____ DATA TO USE

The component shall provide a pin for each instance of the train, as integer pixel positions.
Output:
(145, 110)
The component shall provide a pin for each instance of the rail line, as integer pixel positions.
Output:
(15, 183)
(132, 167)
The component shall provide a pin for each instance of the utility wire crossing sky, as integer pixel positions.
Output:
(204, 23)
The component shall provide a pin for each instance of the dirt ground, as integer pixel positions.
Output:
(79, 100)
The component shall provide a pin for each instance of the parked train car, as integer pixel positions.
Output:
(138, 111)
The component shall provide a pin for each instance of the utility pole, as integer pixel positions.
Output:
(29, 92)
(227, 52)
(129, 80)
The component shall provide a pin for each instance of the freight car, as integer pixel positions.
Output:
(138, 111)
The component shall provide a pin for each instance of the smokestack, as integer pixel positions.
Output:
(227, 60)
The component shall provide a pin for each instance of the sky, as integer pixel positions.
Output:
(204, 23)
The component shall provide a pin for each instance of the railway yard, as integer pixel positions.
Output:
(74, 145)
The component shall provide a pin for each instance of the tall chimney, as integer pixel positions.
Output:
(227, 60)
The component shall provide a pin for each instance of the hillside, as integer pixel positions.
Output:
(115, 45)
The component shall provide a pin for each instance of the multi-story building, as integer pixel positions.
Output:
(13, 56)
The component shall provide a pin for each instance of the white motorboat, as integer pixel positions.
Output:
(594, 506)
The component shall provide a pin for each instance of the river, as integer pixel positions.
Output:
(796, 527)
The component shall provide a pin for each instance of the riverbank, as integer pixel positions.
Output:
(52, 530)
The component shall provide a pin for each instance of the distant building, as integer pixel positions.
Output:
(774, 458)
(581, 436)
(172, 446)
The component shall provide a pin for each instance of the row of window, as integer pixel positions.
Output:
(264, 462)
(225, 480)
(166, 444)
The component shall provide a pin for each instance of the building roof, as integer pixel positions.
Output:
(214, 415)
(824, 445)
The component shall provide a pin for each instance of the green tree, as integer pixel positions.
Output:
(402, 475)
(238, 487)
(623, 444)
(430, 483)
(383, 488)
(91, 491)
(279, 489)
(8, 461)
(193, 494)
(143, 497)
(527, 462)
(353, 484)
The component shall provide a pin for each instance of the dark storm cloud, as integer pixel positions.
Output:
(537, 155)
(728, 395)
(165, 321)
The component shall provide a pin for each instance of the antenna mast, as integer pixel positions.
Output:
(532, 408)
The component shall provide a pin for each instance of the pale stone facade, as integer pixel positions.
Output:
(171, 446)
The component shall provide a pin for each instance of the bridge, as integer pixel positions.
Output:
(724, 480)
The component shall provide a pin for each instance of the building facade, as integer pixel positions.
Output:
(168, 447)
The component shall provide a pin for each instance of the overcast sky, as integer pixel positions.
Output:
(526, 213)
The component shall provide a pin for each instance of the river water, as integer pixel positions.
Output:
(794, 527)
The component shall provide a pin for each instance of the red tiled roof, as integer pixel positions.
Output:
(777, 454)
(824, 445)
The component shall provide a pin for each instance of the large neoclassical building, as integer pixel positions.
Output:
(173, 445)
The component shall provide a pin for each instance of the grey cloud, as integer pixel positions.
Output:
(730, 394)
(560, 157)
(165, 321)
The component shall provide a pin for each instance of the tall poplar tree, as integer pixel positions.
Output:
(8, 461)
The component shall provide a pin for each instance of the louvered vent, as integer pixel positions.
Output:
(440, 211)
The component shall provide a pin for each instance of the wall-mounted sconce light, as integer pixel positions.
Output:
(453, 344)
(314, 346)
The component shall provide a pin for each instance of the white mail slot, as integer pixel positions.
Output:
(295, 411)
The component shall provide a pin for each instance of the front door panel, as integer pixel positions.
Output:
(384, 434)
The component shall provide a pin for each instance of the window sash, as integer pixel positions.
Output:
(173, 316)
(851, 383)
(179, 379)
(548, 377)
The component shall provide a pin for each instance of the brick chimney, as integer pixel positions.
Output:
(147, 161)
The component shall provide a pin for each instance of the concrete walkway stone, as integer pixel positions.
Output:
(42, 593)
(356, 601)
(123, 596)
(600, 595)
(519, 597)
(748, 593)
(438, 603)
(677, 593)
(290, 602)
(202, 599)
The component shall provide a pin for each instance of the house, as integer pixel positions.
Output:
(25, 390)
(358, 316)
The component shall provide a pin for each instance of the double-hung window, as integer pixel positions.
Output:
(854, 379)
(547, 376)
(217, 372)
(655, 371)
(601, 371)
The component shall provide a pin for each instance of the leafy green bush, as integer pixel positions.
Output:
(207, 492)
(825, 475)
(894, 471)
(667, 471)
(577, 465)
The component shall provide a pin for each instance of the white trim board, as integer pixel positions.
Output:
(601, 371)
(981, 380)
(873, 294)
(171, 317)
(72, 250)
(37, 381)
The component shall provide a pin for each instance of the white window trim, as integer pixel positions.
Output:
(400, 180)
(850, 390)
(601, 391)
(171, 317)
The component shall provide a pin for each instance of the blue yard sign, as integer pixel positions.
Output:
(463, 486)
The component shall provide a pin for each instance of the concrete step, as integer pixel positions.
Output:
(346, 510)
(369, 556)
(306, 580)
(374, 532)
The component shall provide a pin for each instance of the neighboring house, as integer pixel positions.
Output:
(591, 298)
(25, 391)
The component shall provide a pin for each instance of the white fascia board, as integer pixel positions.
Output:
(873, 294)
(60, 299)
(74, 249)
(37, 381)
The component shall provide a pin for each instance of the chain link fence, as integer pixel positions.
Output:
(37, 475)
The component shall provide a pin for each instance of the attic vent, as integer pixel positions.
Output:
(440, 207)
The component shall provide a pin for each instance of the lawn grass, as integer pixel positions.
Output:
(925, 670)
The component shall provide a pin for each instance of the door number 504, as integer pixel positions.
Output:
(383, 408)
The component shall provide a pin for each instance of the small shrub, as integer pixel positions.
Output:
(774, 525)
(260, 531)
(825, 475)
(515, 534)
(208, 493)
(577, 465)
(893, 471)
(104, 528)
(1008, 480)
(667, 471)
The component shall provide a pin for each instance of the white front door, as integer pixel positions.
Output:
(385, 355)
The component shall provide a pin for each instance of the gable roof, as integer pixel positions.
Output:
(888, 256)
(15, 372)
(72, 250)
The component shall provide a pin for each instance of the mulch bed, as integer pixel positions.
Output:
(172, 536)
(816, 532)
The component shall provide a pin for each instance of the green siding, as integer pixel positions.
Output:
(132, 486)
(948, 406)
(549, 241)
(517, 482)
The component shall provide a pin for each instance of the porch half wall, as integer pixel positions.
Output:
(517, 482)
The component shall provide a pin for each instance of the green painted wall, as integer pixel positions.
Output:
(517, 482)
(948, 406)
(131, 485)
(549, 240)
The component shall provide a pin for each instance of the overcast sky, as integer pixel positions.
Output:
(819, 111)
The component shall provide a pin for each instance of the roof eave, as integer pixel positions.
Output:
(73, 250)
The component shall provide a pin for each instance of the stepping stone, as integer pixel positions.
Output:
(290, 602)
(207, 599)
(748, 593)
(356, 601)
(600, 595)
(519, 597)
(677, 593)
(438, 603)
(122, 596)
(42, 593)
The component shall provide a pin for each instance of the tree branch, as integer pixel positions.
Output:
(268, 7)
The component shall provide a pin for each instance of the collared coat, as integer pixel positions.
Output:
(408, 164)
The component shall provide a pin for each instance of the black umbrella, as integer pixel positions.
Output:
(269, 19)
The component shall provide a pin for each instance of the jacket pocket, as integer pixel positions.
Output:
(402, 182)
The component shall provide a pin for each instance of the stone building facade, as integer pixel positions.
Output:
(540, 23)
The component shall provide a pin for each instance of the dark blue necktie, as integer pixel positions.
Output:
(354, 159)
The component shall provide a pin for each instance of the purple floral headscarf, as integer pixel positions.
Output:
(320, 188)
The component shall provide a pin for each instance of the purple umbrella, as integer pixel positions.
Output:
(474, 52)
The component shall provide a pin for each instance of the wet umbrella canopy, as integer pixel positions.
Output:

________

* _WHAT IS BEING ASKED_: Go through the records and report each line that contains "roof".

* _RESPONSE AREA_:
The component shall provide a pin for each instance of the building roof, as integer pixel positions.
The component shall provide a pin for each instance of the red tiled roof, as integer pixel positions.
The component shall provide a pin for each instance of the gable roof, as integer pixel positions.
The component shall provide a pin for each instance of the roof eave, as integer pixel positions.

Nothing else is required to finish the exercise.